### Task set
[1] How would you shorten the paragraph in the bankruptcy reform text that begins "Earlier in the 106th Congress" while keeping its main facts?
[2] Pull out the passage of the bankruptcy reform text from "The House on" to "a veto override.", word for word.
[3] What is the Spanish translation of this sentence from the bankruptcy reform text: "The Senate is expected to consider the measure during the week of October 16, although the White House has indicated that the President intends to veto it."?

### Text
________________________________________
The House on October 12 approved, by voice vote, a bankruptcy reform conference report (H.R. 2415). The Senate is expected to consider the measure during the week of October 16, although the White House has indicated that the President intends to veto it. With the conclusion of the 106th Congress looming, it is unlikely there will be time for Congress to attempt a veto override.

Earlier in the 106th Congress, the House approved a bankruptcy reform measure (H.R. 833) (see The Source, 5/7/99, p. 1). A separate version was approved by the Senate on February 2, 2000 (see The Source, 2/4/00, p. 1). Although it assumed the bill number H.R. 833, the Senate-passed measure contained several provisions not included in the House bill.

Because the appointment of a conference committee was complicated by some of those provisions, congressional leaders moved an informally negotiated agreement under the bill number for another measure. H.R. 2415’s original language, which reauthorized the State Department, received congressional approval last year as part of an omnibus spending package (P.L. 106-113). The original language was removed from H.R. 2415, and the bankruptcy conference report was substituted.
________________________________________
### Data lines

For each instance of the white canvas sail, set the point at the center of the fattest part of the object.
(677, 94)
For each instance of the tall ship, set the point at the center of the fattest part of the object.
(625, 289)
________________________________________
### The solutions
[1] Earlier in the 106th Congress, the House passed a bankruptcy reform bill, H.R. 833 (The Source, 5/7/99, p. 1). The Senate approved its own version on February 2, 2000 (The Source, 2/4/00, p. 1). That version also carried the number H.R. 833 but included several provisions that were not in the House bill.

[2]
The House on October 12 approved, by voice vote, a bankruptcy reform conference report (H.R. 2415). The Senate is expected to consider the measure during the week of October 16, although the White House has indicated that the President intends to veto it. With the conclusion of the 106th Congress looming, it is unlikely there will be time for Congress to attempt a veto override.

[3] Se espera que el Senado examine la medida durante la semana del 16 de octubre, aunque la Casa Blanca ha indicado que el Presidente tiene la intención de vetarla.